● **Source text**:
Whiskies are all the rage but like with all great art, there are diverse interpretations. That’s why this Tasting Box brings three very different Whiskies from three countries: Wales, Ireland and Japan. There are wonderful stories to be told by each bottle, amazing flavors and aromas to experience. They are all a part of the world of Whisky-making, but each belongs to its very unique and marvelous genre. Like books, these Whiskies are just waiting to reveal their stories.
 
 
The first bottle, Penderyn’s Madeira Gold, is a story of rarity and royalty. The golden Spirit from Wales, where it’s spelled “Wysgi”, is a classic, aged in ex-Bourbon casks (one of the founding fathers of Kentucky Bourbon, Evan Williams, was from Wales) and refined with a Madeira finish. It comes from a distillery that brought Whisky-making back to Wales after a century. The captivating Wysgi is born in special stills that produce clean and fruity Spirits, and its blood is the purest water around. It’s a story that brings creamy, rich and fruity aromas, and crispy, oaky and sweet flavors. It’s a story that begins with a loud and cheerful “Iechyd da!” (Which means “cheers” in Welsh and is pronounced lehi-da.)
 
Tipperary’s Knockmealdowns, the second bottle, is a tongue twister that tells an enchanting fairy tale of a bottomless lake haunted by a cursed wench who has to empty the lake with a thimble. Some of that pristine water cuts the rare and mythical Whiskey that is created from only six casks and is matured for a decade in ex-Bourbon barrels. The tale is full of aromas of Irish meadows and orchards, and the magic flavors of honeysuckle and spices. It’s a tour-de-force legend of myths and mists.
 
The third story, coming from the far away Land of the setting sun, is a tale of unbelievable characters and plot twists. Ohishi’s Sherry cask matured Whisky is a double agent of mysterious identity. It’s made from rice (which is protected by Koi fish squads instead of herbicides), which means it technically isn’t Whisky but Shochu. But wait! It’s also matured in Sherry casks, so it’s not a typical Schochu - it’s a Schochu that decided to become a Whisky. In any case, it’s a fun conundrum but in the end it doesn’t matter; calling names never helped anyone. This enigmatic Spirit is soft and silky and spicy, and wonderfully unique.

● **Data shown**:

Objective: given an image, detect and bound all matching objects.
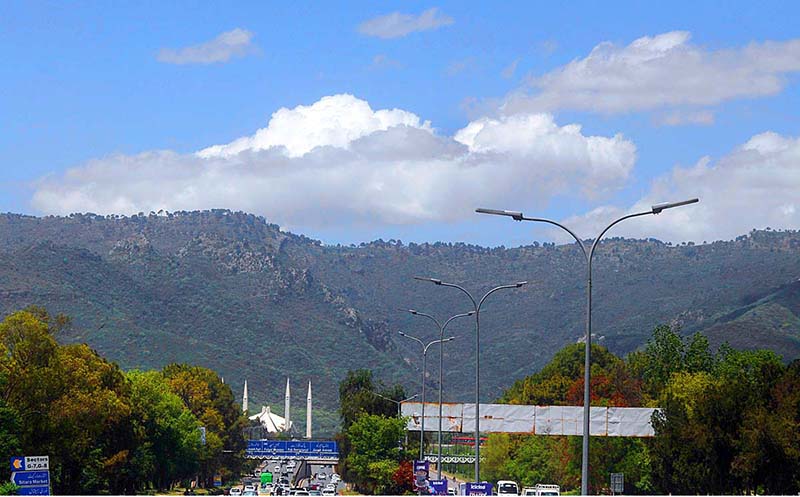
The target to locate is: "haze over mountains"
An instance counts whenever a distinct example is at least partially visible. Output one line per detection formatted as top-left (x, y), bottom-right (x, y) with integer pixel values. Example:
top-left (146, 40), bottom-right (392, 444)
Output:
top-left (0, 210), bottom-right (800, 432)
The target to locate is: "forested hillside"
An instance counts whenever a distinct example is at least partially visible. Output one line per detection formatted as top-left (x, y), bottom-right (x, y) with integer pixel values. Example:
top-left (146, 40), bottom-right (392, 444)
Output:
top-left (0, 210), bottom-right (800, 430)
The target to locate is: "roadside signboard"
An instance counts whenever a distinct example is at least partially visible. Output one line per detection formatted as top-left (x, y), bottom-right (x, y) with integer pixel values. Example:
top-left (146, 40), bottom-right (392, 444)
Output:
top-left (11, 456), bottom-right (50, 495)
top-left (611, 473), bottom-right (625, 494)
top-left (430, 480), bottom-right (447, 495)
top-left (11, 456), bottom-right (50, 471)
top-left (17, 487), bottom-right (50, 495)
top-left (246, 440), bottom-right (339, 459)
top-left (11, 471), bottom-right (50, 487)
top-left (414, 460), bottom-right (430, 490)
top-left (467, 482), bottom-right (492, 495)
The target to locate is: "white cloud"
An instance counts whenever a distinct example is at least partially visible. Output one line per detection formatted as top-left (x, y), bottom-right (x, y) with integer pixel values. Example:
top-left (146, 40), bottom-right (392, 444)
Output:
top-left (358, 8), bottom-right (453, 39)
top-left (556, 132), bottom-right (800, 242)
top-left (157, 28), bottom-right (256, 64)
top-left (198, 94), bottom-right (430, 157)
top-left (503, 31), bottom-right (800, 113)
top-left (32, 95), bottom-right (635, 227)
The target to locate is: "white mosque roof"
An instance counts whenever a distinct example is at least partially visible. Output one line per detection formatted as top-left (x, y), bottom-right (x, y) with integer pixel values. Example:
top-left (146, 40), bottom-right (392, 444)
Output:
top-left (250, 406), bottom-right (293, 433)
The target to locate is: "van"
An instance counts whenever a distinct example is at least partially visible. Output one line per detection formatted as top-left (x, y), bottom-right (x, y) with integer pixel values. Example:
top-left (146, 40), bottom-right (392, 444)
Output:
top-left (533, 483), bottom-right (561, 496)
top-left (497, 480), bottom-right (519, 495)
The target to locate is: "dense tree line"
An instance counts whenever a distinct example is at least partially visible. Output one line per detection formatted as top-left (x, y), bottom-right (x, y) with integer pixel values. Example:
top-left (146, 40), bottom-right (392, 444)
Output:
top-left (482, 326), bottom-right (800, 494)
top-left (0, 307), bottom-right (245, 494)
top-left (337, 369), bottom-right (418, 495)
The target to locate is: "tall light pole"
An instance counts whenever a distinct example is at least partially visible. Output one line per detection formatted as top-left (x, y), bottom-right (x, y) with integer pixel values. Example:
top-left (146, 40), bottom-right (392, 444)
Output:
top-left (475, 198), bottom-right (699, 495)
top-left (399, 331), bottom-right (456, 461)
top-left (414, 276), bottom-right (528, 482)
top-left (408, 309), bottom-right (475, 480)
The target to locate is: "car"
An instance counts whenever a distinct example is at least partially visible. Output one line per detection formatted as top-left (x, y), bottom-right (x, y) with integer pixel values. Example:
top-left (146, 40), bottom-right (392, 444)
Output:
top-left (497, 480), bottom-right (519, 495)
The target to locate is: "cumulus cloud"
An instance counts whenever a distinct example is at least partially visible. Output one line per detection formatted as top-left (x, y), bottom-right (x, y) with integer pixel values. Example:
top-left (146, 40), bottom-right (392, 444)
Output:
top-left (198, 94), bottom-right (430, 157)
top-left (503, 31), bottom-right (800, 113)
top-left (358, 7), bottom-right (453, 39)
top-left (157, 28), bottom-right (256, 64)
top-left (556, 132), bottom-right (800, 242)
top-left (32, 95), bottom-right (636, 226)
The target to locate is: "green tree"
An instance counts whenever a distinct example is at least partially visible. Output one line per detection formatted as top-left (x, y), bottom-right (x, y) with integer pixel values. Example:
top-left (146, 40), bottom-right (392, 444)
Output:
top-left (126, 371), bottom-right (200, 489)
top-left (344, 414), bottom-right (405, 494)
top-left (163, 364), bottom-right (247, 486)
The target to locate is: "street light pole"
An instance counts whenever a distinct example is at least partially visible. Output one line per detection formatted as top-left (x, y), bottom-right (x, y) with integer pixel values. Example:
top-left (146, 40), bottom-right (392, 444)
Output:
top-left (475, 198), bottom-right (699, 495)
top-left (399, 331), bottom-right (455, 461)
top-left (414, 276), bottom-right (528, 482)
top-left (408, 309), bottom-right (475, 480)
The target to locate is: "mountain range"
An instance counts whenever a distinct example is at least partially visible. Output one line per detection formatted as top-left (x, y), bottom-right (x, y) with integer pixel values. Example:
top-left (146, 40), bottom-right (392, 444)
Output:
top-left (0, 210), bottom-right (800, 433)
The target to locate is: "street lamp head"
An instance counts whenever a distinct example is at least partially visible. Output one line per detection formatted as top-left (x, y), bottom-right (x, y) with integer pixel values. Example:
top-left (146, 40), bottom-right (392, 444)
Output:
top-left (475, 209), bottom-right (523, 221)
top-left (652, 198), bottom-right (700, 214)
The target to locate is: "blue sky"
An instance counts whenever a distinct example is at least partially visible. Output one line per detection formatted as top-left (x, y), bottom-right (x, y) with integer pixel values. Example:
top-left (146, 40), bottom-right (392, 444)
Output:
top-left (0, 2), bottom-right (800, 245)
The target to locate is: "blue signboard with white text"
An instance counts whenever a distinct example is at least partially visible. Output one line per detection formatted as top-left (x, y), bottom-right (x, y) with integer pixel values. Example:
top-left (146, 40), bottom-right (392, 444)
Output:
top-left (17, 487), bottom-right (50, 495)
top-left (11, 471), bottom-right (50, 487)
top-left (428, 480), bottom-right (447, 495)
top-left (246, 440), bottom-right (339, 459)
top-left (466, 482), bottom-right (492, 495)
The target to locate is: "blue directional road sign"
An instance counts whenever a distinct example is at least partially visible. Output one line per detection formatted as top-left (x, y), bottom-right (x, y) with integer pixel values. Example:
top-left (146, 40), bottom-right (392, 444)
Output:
top-left (17, 487), bottom-right (50, 495)
top-left (11, 456), bottom-right (25, 471)
top-left (466, 482), bottom-right (492, 495)
top-left (11, 471), bottom-right (50, 487)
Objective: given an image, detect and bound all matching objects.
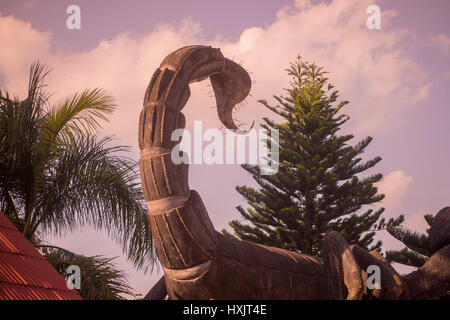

● **Jobs**:
(1) Copy the passage of the whisky tasting box description from "Tipperary’s Knockmealdowns, the" to "myths and mists.".
(2) According to the whisky tasting box description, how many casks is Tipperary's Knockmealdowns created from?
(3) Continue the whisky tasting box description, picking up after its final sentence.

● **Replies**:
(1)
Tipperary’s Knockmealdowns, the second bottle, is a tongue twister that tells an enchanting fairy tale of a bottomless lake haunted by a cursed wench who has to empty the lake with a thimble. Some of that pristine water cuts the rare and mythical Whiskey that is created from only six casks and is matured for a decade in ex-Bourbon barrels. The tale is full of aromas of Irish meadows and orchards, and the magic flavors of honeysuckle and spices. It’s a tour-de-force legend of myths and mists.

(2) Six casks.

(3)
Life is a story made of chapters of varying quality, so write a few sentences of joyful decadence and hedonism, and bring some delicious variety and experience to your tale
 
So, here's "iechyd da" to you, "sláinte" to your buddies, and "kanpai" to everybody else!
 
Smartass Corner
 
1. Welsh Whisky, known there as "Wysgi Cymreig", had been a thing since the fourth century when Constantine the Great fooled around, but completely vanished in the late 19th century when people decided to become boring and abstinent. Thank god, Penderyn was founded in 2000 and brought the Whisky back.
 
2) Rice Whisky is just one of the varieties. Barley, corn, rye, and wheat are the usual suspects in bottles of Whisky, but distillers also experiment with oats, millet, spelt, and now rice. But is a Whisky from rice still Whisky? Isn't it just aged Shochu? Well, it depends on how you define Whisky. Best rice Whiskies are made and aged the same way ordinary Whiskies are, with one different ingredient. So, whether you call it Whisky or Shochu, it doesn't matter as long as you enjoy it.
 
3) Irish Whisky or Irish Whiskey? Well, both, actually. Historically, Irish distillers adopted the spelling with additional 'e' to separate their Spirit from the Scottish one. Sure, both nations love bagpipes, but there need to be some differences. That being said, both spellings are legal, and many brands dropped the 'e', settling with Irish Whisky. One has to save money, we suppose.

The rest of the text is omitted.